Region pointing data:
┌──
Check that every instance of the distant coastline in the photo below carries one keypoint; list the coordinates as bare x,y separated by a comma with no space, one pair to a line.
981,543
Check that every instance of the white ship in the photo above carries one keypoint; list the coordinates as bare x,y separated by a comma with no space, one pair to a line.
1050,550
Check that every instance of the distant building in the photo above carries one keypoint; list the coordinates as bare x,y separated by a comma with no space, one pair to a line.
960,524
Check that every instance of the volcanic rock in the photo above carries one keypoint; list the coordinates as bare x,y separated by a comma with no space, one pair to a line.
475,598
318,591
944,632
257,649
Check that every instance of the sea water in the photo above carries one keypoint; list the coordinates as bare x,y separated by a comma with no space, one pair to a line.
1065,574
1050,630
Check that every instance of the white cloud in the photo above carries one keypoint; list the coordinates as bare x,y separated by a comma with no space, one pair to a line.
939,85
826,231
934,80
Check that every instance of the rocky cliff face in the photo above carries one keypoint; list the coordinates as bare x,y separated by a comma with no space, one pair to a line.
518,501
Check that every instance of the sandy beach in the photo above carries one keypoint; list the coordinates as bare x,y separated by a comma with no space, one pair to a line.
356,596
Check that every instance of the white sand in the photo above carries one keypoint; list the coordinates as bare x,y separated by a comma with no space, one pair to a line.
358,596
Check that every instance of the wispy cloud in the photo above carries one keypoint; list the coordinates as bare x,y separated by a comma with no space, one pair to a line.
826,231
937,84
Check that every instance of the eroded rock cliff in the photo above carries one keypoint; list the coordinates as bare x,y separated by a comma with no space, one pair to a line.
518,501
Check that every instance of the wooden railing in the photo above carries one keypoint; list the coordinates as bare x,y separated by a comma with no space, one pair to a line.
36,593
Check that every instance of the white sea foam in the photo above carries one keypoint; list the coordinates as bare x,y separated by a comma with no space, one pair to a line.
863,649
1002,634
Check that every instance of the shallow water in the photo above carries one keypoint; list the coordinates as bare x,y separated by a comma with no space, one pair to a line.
└──
WHAT THE TASK ASKS » To complete this exercise, set down every line above exactly once more.

ANSWER BOX »
Check that every instance of the distant coastline in the photo below carries one keypoint; list the coordinates as bare x,y separated by a comma with no space, one pair to a line.
981,543
Check that every instance of the white ship in the photo above carries one keypoint; list the coordinates as bare x,y separated by a comma with no space, one pair to a line.
1050,550
Check that every instance of the distant building in the photo above carries one keypoint; list the coordinates as bare x,y separated by a comma with no space, one pair to a line.
960,524
Check that every instance of the volcanic rock in the photo above carries one keypoint; list the coordinates as bare x,y separated by a comma with no space, one pair to a line.
475,598
318,591
944,632
257,649
Check that every instance of the sea water in the photo above carries one keypoint; list the coordinates as bare x,y separated by a comma with no space, one pair to a line.
1065,574
1050,630
Check that every instance of the white cloud in the photo above carries one keypoint; list the coordinates as bare x,y separated by a comma with no space, one pair to a line.
939,85
826,231
934,80
Check that every instance of the rocky cliff face in the photo above carries one keypoint; list the coordinates as bare x,y separated by a comma with no space, one pair to a line.
518,501
Check that every instance of the sandy beach in the photo above carries one keypoint; list the coordinates as bare x,y separated by a comma with no space, one pair to a line.
356,596
Check that every instance of the white sand in the photo above carries one keypoint; list the coordinates as bare x,y separated by a comma with no space, one pair to a line.
358,596
Check that every instance of the wispy cloud in the photo above carries one keypoint; list the coordinates as bare x,y separated by a comma with no space, one pair to a line.
826,231
937,84
Check that every instance of the eroded rock cliff in the photo above carries one keypoint; list the coordinates as bare x,y separated by a comma with no space, one pair to a line.
518,501
Check that every instance of the wooden railing in the photo above carries one keypoint; list the coordinates as bare x,y separated by a comma with no space, one pair to a line.
36,593
Check that every instance of the white sea foam in the photo above carries one keypoint; list the coordinates as bare x,y separated by a comma with no space, one pair to a line.
863,649
1002,634
Check that every instance of the shallow water in the photo above carries one keypoint; list the coordinates as bare x,y separated by a comma with no space, one pair to a line.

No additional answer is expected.